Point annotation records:
----

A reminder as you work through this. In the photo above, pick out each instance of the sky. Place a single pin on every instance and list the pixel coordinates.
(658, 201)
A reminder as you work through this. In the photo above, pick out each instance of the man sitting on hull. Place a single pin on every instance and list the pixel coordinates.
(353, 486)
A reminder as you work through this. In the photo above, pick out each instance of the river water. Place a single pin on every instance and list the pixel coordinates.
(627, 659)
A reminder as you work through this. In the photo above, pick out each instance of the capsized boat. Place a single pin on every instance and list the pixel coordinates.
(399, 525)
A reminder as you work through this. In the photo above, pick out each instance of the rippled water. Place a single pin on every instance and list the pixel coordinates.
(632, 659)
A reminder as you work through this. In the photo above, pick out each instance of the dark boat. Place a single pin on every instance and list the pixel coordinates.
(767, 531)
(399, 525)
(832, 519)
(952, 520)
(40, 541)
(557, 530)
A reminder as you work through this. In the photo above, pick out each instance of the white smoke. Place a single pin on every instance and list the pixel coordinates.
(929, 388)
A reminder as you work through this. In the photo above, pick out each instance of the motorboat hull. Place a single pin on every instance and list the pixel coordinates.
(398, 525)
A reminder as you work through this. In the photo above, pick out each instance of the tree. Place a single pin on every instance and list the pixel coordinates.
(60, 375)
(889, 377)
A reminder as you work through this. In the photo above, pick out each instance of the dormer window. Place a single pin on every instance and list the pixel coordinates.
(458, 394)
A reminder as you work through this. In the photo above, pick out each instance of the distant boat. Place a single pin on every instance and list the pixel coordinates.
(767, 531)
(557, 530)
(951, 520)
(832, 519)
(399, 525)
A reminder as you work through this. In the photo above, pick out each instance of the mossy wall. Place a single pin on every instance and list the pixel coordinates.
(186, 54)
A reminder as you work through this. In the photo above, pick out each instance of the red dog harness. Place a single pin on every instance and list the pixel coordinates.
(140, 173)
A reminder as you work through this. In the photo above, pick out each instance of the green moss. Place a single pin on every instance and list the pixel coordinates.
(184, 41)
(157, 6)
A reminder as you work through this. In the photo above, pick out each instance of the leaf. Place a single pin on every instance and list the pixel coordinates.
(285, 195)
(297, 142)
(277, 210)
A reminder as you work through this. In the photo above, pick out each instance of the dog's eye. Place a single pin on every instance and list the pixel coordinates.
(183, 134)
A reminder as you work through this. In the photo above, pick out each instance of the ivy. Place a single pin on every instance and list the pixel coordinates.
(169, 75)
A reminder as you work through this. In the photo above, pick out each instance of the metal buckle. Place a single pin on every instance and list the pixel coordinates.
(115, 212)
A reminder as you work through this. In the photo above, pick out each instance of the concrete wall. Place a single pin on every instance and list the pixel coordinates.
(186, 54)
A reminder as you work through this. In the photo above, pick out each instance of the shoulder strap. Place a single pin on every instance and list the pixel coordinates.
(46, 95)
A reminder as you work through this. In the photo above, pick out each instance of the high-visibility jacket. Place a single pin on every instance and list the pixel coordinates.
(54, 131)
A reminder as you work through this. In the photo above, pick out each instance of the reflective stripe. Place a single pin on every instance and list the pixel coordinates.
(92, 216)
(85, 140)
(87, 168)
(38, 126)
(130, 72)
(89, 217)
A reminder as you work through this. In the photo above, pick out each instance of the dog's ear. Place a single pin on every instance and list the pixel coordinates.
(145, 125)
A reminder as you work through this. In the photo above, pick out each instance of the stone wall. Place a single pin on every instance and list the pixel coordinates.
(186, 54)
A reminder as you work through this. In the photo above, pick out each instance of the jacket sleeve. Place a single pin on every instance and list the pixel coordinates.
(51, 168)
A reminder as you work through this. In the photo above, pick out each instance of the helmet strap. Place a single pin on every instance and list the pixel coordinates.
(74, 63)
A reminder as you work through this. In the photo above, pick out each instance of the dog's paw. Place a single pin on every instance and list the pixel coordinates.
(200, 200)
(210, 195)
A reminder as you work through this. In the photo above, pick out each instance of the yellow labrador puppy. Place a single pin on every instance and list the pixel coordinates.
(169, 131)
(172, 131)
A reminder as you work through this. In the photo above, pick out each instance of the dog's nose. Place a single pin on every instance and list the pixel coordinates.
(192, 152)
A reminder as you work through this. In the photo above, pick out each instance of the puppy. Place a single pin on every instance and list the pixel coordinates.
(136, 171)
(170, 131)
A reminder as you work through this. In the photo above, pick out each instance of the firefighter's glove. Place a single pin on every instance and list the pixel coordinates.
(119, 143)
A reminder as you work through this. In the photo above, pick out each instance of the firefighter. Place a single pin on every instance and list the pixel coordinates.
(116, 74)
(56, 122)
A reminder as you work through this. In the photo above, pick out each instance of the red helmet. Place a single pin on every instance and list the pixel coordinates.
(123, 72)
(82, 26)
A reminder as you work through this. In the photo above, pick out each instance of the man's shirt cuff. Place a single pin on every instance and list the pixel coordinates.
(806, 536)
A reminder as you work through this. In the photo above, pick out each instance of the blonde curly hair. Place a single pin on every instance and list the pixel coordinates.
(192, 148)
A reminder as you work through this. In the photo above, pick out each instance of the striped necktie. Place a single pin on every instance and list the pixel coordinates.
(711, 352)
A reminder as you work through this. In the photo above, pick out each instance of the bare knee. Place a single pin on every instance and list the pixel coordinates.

----

WHAT TO PRODUCE
Please quote exactly the lines from the one containing "of the man's" through the last line of the records above, both included, and nothing else.

TASK RESPONSE
A reminder as you work through this. In the photo above, pick out each instance of the man's shirt cuff. Place a single pin on every instance and list the pixel coordinates.
(806, 536)
A reminder as you work through this. In the photo above, pick out each instance of the blonde curly hair. Place a single pin on every instance and list the pixel coordinates.
(192, 148)
A reminder as you work through this. In the photo above, pick out each instance of the striped necktie. Place a single pin on every instance and list the pixel coordinates.
(711, 352)
A reminder as you work through this. In the photo above, pick out each instance of the bare knee. Place a single pin on every instance and list the pixel coordinates.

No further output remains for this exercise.